__INSTRUCTIONS TO FOLLOW__
Swap "instance" for "occurrence" everywhere in the records below, and leave every other word unchanged.

__MATERIAL PROVIDED__
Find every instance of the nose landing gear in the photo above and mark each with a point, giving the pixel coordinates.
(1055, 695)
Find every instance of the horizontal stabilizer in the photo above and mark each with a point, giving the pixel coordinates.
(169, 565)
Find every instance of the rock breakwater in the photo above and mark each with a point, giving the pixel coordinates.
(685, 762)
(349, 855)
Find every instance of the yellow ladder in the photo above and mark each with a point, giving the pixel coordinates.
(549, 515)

__REPLY TO THE EXERCISE__
Find every occurrence of the nose landing gear in the photo above and mark each with a point, giving the pixel coordinates.
(1055, 695)
Find every occurrence of the horizontal stabilizer in the photo above and mark each with a point, giving the pixel coordinates.
(169, 565)
Find every occurrence of the rock breakwater in the photo above and mark each with a point, giving the pixel coordinates.
(685, 762)
(349, 855)
Find every occurrence of the yellow ladder in the photo above and mark each with a point, giving the pixel coordinates.
(549, 515)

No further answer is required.